[[ Entries shown open ]]

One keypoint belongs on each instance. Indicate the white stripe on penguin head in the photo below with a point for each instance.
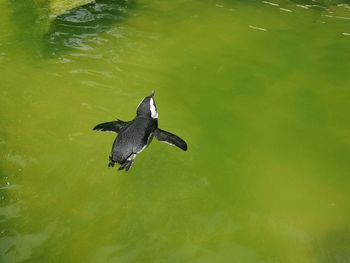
(154, 113)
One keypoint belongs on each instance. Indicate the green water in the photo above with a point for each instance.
(259, 90)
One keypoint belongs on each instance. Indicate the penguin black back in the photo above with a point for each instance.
(134, 136)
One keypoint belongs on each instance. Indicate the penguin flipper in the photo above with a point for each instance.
(114, 126)
(170, 138)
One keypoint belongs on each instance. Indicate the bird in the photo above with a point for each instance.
(134, 136)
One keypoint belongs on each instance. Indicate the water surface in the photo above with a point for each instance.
(258, 89)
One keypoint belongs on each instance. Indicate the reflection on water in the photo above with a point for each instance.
(260, 91)
(82, 26)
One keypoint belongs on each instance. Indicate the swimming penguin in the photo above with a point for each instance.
(135, 135)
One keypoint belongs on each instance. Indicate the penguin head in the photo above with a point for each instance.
(147, 107)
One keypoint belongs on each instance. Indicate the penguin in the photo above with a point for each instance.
(134, 136)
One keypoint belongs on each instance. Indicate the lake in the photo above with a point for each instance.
(259, 90)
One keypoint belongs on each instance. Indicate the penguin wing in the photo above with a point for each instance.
(170, 138)
(114, 126)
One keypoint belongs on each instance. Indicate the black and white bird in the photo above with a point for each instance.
(135, 135)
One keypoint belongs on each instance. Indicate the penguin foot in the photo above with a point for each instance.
(111, 162)
(126, 165)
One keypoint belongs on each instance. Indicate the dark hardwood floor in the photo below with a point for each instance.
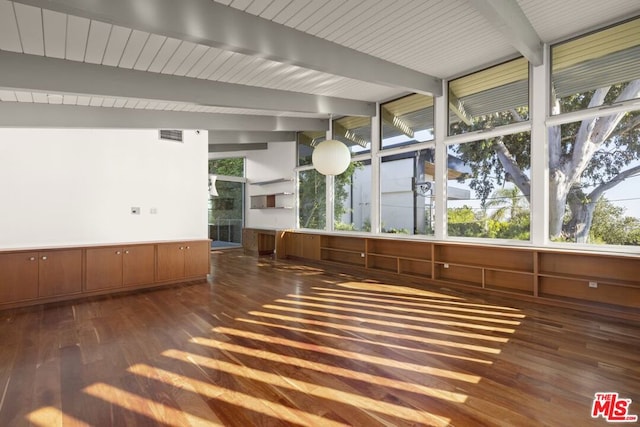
(274, 343)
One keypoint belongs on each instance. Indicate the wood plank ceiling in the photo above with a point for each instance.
(433, 37)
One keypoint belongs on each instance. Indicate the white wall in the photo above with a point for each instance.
(77, 186)
(278, 161)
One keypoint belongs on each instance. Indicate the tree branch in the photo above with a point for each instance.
(594, 132)
(512, 168)
(602, 188)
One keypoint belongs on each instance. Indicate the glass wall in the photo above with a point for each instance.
(490, 98)
(352, 198)
(589, 178)
(601, 68)
(489, 187)
(312, 195)
(408, 120)
(594, 162)
(227, 207)
(407, 192)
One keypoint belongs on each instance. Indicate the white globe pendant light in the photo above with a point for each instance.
(331, 157)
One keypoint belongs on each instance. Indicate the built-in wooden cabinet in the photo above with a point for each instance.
(303, 245)
(18, 276)
(28, 276)
(610, 282)
(34, 276)
(182, 260)
(258, 241)
(60, 272)
(115, 267)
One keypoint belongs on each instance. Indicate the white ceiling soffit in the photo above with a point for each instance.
(18, 114)
(248, 137)
(212, 24)
(509, 19)
(42, 74)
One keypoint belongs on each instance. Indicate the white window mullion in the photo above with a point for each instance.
(441, 114)
(376, 142)
(539, 198)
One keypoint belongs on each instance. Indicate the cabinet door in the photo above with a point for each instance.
(311, 246)
(18, 276)
(104, 268)
(170, 261)
(196, 259)
(138, 265)
(293, 245)
(250, 241)
(60, 272)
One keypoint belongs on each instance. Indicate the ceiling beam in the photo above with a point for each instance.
(339, 130)
(247, 137)
(41, 74)
(510, 20)
(18, 114)
(213, 24)
(223, 148)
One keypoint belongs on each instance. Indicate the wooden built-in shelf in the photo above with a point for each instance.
(552, 276)
(36, 276)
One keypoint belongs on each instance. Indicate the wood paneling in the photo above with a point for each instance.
(18, 276)
(170, 262)
(60, 272)
(138, 264)
(103, 268)
(196, 259)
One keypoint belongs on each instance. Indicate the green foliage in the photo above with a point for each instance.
(312, 199)
(229, 167)
(612, 227)
(463, 222)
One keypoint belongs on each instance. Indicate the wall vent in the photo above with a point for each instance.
(171, 135)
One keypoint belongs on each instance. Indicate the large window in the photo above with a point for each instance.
(312, 199)
(352, 198)
(407, 120)
(226, 201)
(594, 180)
(489, 98)
(488, 188)
(602, 68)
(594, 160)
(407, 192)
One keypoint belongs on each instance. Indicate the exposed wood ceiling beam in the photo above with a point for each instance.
(396, 122)
(41, 74)
(246, 137)
(18, 114)
(339, 130)
(213, 24)
(510, 20)
(223, 148)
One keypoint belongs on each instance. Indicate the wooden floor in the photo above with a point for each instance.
(274, 343)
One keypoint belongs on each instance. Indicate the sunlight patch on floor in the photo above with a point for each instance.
(309, 388)
(49, 416)
(243, 400)
(157, 411)
(369, 331)
(445, 373)
(364, 341)
(332, 369)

[[ Entries shown closed ]]

Required work: A word-for-word copy of the entries above is what is needed, without any images.

Answer to the exercise:
One keypoint belongs on each instance. Indicate the white stripe on penguin head in the photo below with a point for each instance.
(154, 113)
One keypoint belongs on each instance. Indicate the green water in the photo above with a point for each instance.
(259, 90)
One keypoint belongs on each instance. Indicate the penguin black back in the photo above with a point for each instance.
(134, 136)
One keypoint belongs on each instance. Indicate the penguin flipper in the photo above with a point for each instance.
(114, 126)
(170, 138)
One keypoint belongs on each instance. Indicate the bird in the photo above with a point for each instance.
(134, 136)
One keypoint belongs on each instance. Indicate the water surface in the photo above with a point for each instance.
(258, 89)
One keypoint belongs on each instance. Indicate the reflection on water in the photo above with a point for each instance.
(260, 91)
(82, 26)
One keypoint belongs on each instance. Indicate the swimming penguin in the photo above with a point for each instance.
(135, 135)
One keypoint belongs on each instance. Indicate the penguin head in the photo above with a point for each instance.
(147, 107)
One keypoint belongs on each instance. Indicate the penguin in the photo above with a point for each instance.
(134, 136)
One keypoint belongs on each instance. Indicate the lake in the photo above with a point for each instance.
(259, 90)
One keypoint belongs on each instance. Indicate the penguin wing in the photo above with a point for each instance.
(170, 138)
(114, 126)
One keypoint belongs on each instance. Indicate the black and white bird in the photo above with a point for each instance.
(135, 135)
One keypoint belongs on each instance. Indicate the penguin foot in the photo above with a point for each instance.
(111, 162)
(126, 165)
One keypoint belongs on each instance. Indicate the dark hardwood floor in the photo below with a point for each instance.
(274, 343)
One keypoint belongs on each instance. Indicate the wood plank ceiling in the photo above with a point for each instance.
(433, 37)
One keypoint belongs on each instance. Indicate the white wall in the photo above with a point for each instance.
(77, 186)
(278, 161)
One keypoint belongs on each instance. Indicate the tree branch in the photo above with a point for each instance.
(594, 132)
(512, 168)
(602, 188)
One keypoint belongs on each instance. Indicate the glass wall in the photo above with a point for each instance.
(490, 98)
(352, 198)
(589, 178)
(601, 68)
(489, 187)
(312, 195)
(408, 120)
(594, 162)
(227, 207)
(407, 192)
One keypoint belongs on each instance. Indicate the white globe pendant light in the photo above with a point for each instance.
(331, 157)
One keypoint belongs on each instance. Indicate the built-in wooden cabinet in the photo above with a point for each instance.
(303, 245)
(18, 276)
(28, 276)
(610, 282)
(34, 276)
(182, 260)
(258, 241)
(60, 272)
(115, 267)
One keypoint belongs on each instance. Indicate the white ceiling soffit in the photo above with a point for each instance.
(18, 114)
(248, 137)
(212, 24)
(509, 19)
(42, 74)
One keypoint belongs on each instance. Indicate the white window mullion in the photo above with a point for each instance.
(441, 114)
(376, 142)
(539, 198)
One keypoint belongs on each instance. Indicate the cabinet door in the photo above with a point for each instance.
(311, 246)
(18, 276)
(104, 268)
(170, 261)
(196, 259)
(138, 265)
(293, 245)
(250, 241)
(60, 272)
One keypoint belongs on each instance. Indicate the ceiling beam in the photo above with a point for each instance.
(339, 130)
(247, 137)
(41, 74)
(510, 20)
(18, 114)
(213, 24)
(223, 148)
One keypoint belongs on each instance. Indicate the wooden built-in shelf in the photo above with a point for each instance.
(552, 276)
(36, 276)
One keypoint belongs on each instance. Indicate the wood paneling in the photo above with a point for each instance.
(18, 276)
(170, 262)
(60, 272)
(138, 264)
(103, 268)
(196, 259)
One keypoint belongs on each instance. Indicate the green foliage in the photo above with a point for each instance.
(312, 199)
(229, 167)
(612, 227)
(463, 222)
One keypoint belongs on each instance. Indicate the wall vent in the photo above with a point for each instance.
(171, 135)
One keypoint belongs on each instance. Indicate the large window in the photo above with a point for each instance.
(312, 199)
(352, 198)
(407, 120)
(226, 201)
(594, 180)
(489, 98)
(488, 188)
(602, 68)
(594, 160)
(407, 192)
One keypoint belongs on each instance. Indicate the exposed wood ceiling beam in the photo above with a point for each instance.
(396, 122)
(41, 74)
(246, 137)
(18, 114)
(339, 130)
(213, 24)
(510, 20)
(223, 148)
One keypoint belongs on each instance. Indicate the wooden floor in the photo above with a point for each instance.
(274, 343)
One keypoint belongs on each instance. Indicate the sunlight patch on floor in the photo above with a point for each instance.
(309, 388)
(49, 416)
(243, 400)
(157, 411)
(369, 331)
(445, 373)
(364, 341)
(332, 369)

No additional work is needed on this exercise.